- **Aim**: Output the rows from the one containing "Task: annotate the tree silhouette" through the end of the rows as a two-column CSV with the headers text and answer, one line per row. Put each value in double quotes and replace any line breaks inside it with spaces.

Object point labels
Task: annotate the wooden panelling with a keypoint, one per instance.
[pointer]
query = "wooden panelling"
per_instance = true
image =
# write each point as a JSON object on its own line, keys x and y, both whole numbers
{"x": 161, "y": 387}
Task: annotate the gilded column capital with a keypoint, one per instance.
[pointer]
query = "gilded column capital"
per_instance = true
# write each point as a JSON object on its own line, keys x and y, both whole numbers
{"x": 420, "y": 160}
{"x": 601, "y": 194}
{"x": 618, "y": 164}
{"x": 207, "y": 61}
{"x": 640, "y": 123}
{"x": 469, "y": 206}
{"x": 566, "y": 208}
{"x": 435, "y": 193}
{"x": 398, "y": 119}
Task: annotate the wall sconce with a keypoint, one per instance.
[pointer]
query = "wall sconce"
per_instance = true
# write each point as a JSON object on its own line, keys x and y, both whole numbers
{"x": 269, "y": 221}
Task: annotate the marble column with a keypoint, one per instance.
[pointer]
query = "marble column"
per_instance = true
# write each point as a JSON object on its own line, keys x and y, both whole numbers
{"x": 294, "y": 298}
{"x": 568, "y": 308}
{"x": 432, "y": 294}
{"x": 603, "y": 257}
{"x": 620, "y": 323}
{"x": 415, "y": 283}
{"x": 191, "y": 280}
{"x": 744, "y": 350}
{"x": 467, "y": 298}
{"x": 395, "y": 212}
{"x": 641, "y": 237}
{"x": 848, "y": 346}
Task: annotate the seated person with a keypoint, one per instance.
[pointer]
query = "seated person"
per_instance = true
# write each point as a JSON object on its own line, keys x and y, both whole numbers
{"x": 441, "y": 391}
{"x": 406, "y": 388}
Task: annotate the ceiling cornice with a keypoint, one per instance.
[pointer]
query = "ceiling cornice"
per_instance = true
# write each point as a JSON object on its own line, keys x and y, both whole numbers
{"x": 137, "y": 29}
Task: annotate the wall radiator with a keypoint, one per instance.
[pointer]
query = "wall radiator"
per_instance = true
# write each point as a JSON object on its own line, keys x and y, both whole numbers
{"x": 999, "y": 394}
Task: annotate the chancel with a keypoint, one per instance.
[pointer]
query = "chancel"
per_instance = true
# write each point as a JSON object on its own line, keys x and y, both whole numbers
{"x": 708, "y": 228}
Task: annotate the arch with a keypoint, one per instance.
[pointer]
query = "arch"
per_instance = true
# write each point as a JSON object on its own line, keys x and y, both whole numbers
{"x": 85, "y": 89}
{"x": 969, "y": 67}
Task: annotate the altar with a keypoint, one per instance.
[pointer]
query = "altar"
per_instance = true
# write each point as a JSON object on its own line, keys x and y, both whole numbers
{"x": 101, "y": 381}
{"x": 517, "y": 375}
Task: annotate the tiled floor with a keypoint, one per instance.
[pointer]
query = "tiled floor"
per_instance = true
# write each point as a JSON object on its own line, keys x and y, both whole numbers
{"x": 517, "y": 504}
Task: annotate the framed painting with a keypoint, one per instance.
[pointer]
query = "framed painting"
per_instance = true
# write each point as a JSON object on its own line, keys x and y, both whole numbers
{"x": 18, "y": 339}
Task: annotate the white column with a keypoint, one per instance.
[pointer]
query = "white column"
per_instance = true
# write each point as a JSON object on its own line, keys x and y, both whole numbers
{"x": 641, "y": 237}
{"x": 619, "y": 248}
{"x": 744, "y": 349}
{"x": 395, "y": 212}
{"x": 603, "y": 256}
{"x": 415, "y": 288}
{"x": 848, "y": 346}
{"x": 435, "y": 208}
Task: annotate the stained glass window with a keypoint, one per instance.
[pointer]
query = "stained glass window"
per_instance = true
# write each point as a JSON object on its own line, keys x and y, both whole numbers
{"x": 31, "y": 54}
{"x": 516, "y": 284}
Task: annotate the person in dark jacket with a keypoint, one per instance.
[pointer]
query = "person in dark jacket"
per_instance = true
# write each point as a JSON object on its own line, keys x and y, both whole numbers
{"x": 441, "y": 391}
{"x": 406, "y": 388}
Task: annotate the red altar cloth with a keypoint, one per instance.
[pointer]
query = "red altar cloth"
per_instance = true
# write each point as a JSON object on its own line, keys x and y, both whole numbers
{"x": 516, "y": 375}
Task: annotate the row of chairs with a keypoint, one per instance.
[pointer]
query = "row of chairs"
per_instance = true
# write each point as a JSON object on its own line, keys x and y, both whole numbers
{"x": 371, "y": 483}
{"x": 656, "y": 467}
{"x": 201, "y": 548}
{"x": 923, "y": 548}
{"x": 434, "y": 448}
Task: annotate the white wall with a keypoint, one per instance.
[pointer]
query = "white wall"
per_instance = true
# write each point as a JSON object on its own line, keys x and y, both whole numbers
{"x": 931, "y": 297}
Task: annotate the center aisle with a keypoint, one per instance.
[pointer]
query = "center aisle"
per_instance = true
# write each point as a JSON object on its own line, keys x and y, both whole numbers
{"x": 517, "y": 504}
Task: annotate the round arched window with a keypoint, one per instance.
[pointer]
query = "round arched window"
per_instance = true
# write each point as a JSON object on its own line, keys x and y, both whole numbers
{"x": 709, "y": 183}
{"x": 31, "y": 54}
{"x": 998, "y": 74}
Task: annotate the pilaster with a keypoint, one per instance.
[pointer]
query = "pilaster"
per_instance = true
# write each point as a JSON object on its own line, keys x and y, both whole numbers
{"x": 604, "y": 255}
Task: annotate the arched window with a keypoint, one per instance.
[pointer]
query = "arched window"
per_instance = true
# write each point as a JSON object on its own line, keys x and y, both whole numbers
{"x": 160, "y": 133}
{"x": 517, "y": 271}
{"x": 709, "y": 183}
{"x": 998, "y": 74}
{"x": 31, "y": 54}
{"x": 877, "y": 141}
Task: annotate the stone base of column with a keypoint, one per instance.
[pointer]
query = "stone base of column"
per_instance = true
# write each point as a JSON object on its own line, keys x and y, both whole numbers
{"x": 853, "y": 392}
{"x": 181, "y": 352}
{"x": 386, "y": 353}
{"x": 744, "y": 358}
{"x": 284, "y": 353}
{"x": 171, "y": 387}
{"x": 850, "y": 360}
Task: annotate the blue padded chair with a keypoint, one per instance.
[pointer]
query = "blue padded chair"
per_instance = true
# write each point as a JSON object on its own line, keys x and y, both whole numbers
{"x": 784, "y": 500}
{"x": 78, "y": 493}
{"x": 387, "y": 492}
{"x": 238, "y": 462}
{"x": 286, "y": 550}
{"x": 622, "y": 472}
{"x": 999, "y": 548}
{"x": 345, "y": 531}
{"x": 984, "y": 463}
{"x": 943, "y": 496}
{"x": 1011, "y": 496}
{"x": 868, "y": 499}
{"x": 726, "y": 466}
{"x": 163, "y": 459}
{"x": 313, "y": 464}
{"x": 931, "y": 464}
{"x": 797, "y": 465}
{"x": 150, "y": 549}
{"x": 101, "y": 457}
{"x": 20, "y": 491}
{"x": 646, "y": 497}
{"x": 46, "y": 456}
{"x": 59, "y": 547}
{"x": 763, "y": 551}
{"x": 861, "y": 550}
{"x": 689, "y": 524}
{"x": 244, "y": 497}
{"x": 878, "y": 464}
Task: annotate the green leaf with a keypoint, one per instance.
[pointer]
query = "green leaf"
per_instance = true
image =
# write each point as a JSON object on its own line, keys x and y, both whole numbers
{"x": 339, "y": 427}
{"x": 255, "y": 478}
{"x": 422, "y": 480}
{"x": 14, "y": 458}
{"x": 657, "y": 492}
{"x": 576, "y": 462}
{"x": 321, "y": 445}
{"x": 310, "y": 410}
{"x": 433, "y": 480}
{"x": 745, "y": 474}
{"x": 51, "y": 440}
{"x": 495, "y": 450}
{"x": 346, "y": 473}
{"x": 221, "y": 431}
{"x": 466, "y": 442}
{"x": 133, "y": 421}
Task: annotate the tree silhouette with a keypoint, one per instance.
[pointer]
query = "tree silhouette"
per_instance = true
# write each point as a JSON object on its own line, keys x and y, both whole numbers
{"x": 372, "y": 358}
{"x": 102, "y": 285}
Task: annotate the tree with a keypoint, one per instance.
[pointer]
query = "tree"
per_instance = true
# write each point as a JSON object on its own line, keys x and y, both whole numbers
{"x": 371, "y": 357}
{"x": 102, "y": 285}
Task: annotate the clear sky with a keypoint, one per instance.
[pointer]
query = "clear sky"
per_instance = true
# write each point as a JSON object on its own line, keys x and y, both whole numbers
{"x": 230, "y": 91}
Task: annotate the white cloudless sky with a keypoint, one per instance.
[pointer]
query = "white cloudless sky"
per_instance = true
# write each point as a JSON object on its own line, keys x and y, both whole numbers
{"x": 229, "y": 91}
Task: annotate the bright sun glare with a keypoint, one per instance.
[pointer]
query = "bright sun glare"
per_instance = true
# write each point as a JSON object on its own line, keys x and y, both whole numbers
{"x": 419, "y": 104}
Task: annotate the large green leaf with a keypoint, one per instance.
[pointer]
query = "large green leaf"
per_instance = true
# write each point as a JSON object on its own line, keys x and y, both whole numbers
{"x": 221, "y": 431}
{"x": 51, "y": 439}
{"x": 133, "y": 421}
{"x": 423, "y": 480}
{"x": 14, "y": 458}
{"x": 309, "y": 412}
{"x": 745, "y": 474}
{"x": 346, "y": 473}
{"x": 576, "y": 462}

- **Response to the exercise**:
text,answer
"Task: annotate the tree silhouette with a keypoint, one per instance. [pointer] query = ""tree silhouette"" per_instance = true # write each point as a JSON object on its own line, keys x and y, both whole numbers","{""x"": 372, ""y"": 358} {""x"": 102, ""y"": 285}"
"Task: annotate the tree with a keypoint, one per instance. [pointer] query = ""tree"" per_instance = true # write each point as a JSON object on its own line, keys x and y, both whole numbers","{""x"": 371, ""y"": 357} {""x"": 102, ""y"": 285}"
"Task: annotate the clear sky with a keypoint, one per instance. [pointer] query = ""clear sky"" per_instance = true # write each point as a JSON object on its own line, keys x and y, both whole numbers","{""x"": 230, ""y"": 91}"
"Task: annotate the white cloudless sky with a keypoint, one per instance. [pointer] query = ""white cloudless sky"" per_instance = true # write each point as a JSON object on its own line, keys x and y, both whole numbers","{""x"": 229, ""y"": 91}"
"Task: annotate the bright sun glare with a keypoint, one per instance. [pointer] query = ""bright sun glare"" per_instance = true # write each point as a JSON object on its own line, keys x and y, both whole numbers","{""x"": 419, ""y"": 104}"
"Task: annotate the large green leaf with a keypoint, one per instance. [pointer] query = ""large green leaf"" per_instance = true # write each point as a JSON object on its own line, keys x and y, both whole numbers","{""x"": 221, ""y"": 431} {""x"": 51, ""y"": 439} {""x"": 133, ""y"": 421} {""x"": 423, ""y"": 480} {""x"": 14, ""y"": 458} {""x"": 309, ""y"": 412} {""x"": 745, ""y"": 474} {""x"": 346, ""y"": 473} {""x"": 576, ""y"": 462}"